When you practice music (or dance, or other creative arts), does it feel more like you’re “toiling” at music, rather than actually “playing” music?
Why does this happen, despite our intuitions that creative practices should be… well, creative, inspiring, fun, and satisfying?
The roots of this go very deep, to the ideas that form the foundation of our current civilization: reductionism and materialism, as well as the need to create workers to fit the “machine” of our economic system.
In this excerpt from my upcoming book, I explore the deeper historical and philosophical context for why we so often end up toiling at our creative activities, rather than enjoying them as the life-giving acts of devotion to beauty that they truly are.
We are all born with a love for creative expression. It is our constant preoccupation in our early years – all healthy young children spend nearly all their waking time in play and creative exploration. And as we grow and develop, our motor skills and ambitions change, as well, leading to more and more sophisticated and differentiated forms of expression and communication. We somehow inherently know that our creativity is a gift and so we are constantly giving our gifts to our family and friends.
However, for those of us who stay in touch with our creative impulses and want to develop them further, we soon encounter some painful experiences. For one, our modern education system was created from the need to produce undifferentiated, compliant factory workers and bureaucrats who would be willing to stifle their creative impulses and do mind-numbing tasks for 12 hours a day. We see evidence of this form of industrial-age education in the regimented schedules of school, how success is measured in how closely we conform to the teacher’s predetermined goals, the separation of the spirit of the task from its technique (and then the exclusive focus on technique over creativity, rather than learning technique in service of our creative impulses), and how we as students are forced to sit still for long periods of time, doing and learning things we don’t really care about for many hours a day, year after year.
This form of education breaks the spirit of many of us because it seems to say, “Everything that you like to do is unwelcome; your gifts, creativity, love, and wildness are all irrelevant to the task at hand.” Our job as a student growing up in this environment is to lock all of our natural desires and feelings away and pay attention to whatever (usually mind-numbing) task the authority figure has set forth. Even creative classes and performance arts lessons are usually focused on a form of skill acquisition that is divorced from the lived experience of what we actually want to do. All of this sends the message, “Your natural proclivities are bad, but if you do what Teacher wants, you can redeem yourself.” It’s the War Against the Self all over again.
Most of us who end up becoming performing artists rebel at this program (which is probably why we go into the arts in the first place). But even as we develop our skills to higher and higher levels, to the point of going to an arts college and then becoming a professional performing artist, the separation of our soul’s desires from the technique necessary to fully express them creates a lingering sense of dissatisfaction and anxiety. In a direct extension of the factory-model of education, we are taught to learn and practice as though we were machines, mindlessly, arduously, and repetitively inculcating the “correct” techniques.
· · ·
Requests
a) From the essay on creative practice, copy the stretch from "The roots of" through "they truly are." word for word.
b) List each piece of evidence for industrial-age education that the essay on creative practice points to.
c) Extend the essay on creative practice, picking up after its last paragraph.
· · ·
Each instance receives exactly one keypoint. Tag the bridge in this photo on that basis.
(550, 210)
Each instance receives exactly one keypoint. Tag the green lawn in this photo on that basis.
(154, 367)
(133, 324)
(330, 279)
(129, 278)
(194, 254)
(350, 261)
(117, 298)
· · ·
Answer list
a)
The roots of this go very deep, to the ideas that form the foundation of our current civilization: reductionism and materialism, as well as the need to create workers to fit the “machine” of our economic system.
In this excerpt from my upcoming book, I explore the deeper historical and philosophical context for why we so often end up toiling at our creative activities, rather than enjoying them as the life-giving acts of devotion to beauty that they truly are.

b)
- The regimented schedules of school
- Success measured by how closely we conform to the teacher's predetermined goals
- The separation of the spirit of the task from its technique, followed by an exclusive focus on technique over creativity
- Students forced to sit still for long periods, doing and learning things they don't care about for many hours a day, year after year

c)
This attitude, a reflection of reductionism, materialism, and the separation of spirit from matter, is nearly all-encompassing and goes well beyond just getting basic techniques and building blocks of a performance down. We can see it in the application of all manner of expressive techniques, postural and movement ideas, and even in the attempt at soulful, heartfelt expression. Have you ever seen someone screw up their face and body as they really try to “feel” the music? The muscular effort in this attempt at emotional expression is more an artifact of the discrete and separate self than a genuine expression of the player’s heart.
The feeling is like this: “My mind, the source of agency, is in here (usually located in the head and behind the eyes) with the correct version of the task already predetermined, and I have to make my body – meat machine that it is – learn how to conform with the ideal version of the task. And if it doesn’t work, I’ll just try harder!” The sole preoccupation in this model for learning a song, dance, or play is to “get the notes/moves/words right,” and when we get even one note wrong, the focus of attention becomes to “fix” the mistake.
As students, hearing teachers or caretakers relentlessly focus on what we did wrong is incredibly dispiriting. Studies show that an ideal “praise-to-criticism ratio” is somewhere in the range of 6:1 (though I suspect that it’s actually much higher). As one report from the Harvard Business Review stated, “Even the most well-intentioned criticism can rupture relationships and undermine self-confidence and initiative. It can change behavior, certainly, but it doesn’t cause people to put forth their best efforts.”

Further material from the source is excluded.